> Exercise objective
Format every line of the rows below as a numbered list, leaving out any blank lines.

------------------------------------------------------------------------

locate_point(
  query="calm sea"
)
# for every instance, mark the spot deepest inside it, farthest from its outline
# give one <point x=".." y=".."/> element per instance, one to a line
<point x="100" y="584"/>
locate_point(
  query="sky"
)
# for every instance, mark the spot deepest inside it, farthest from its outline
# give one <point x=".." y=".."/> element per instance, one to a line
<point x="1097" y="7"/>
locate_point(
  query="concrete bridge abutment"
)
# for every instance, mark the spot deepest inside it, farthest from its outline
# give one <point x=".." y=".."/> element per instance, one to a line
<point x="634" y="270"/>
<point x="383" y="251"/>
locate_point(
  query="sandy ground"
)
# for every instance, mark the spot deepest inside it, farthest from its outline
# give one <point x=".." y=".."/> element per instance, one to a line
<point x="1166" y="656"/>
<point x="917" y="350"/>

------------------------------------------------------------------------

> Solution to this task
1. locate_point(
2.   query="calm sea"
3. )
4. # for every instance, mark the spot deepest inside it, farthest from its outline
5. # give one <point x=".." y=".."/> element per instance, one to a line
6. <point x="100" y="584"/>
7. locate_point(
8.   query="sky"
9. )
10. # for every instance, mark the spot deepest inside it, farthest from its outline
11. # give one <point x=".." y=".."/> element per instance, one to a line
12. <point x="1097" y="7"/>
13. locate_point(
14.   query="concrete bridge abutment"
15. )
16. # for every instance, mark the spot deepest inside it, farthest from its outline
17. # give one <point x=".." y=".."/> element per instance, one to a line
18. <point x="634" y="270"/>
19. <point x="383" y="251"/>
20. locate_point(
21.   query="sandy ground"
22. )
23. # for every instance, mark the spot deepest inside it, farthest from its outline
24. # give one <point x=".." y=".."/> element per instance, one to a line
25. <point x="1166" y="656"/>
26. <point x="917" y="350"/>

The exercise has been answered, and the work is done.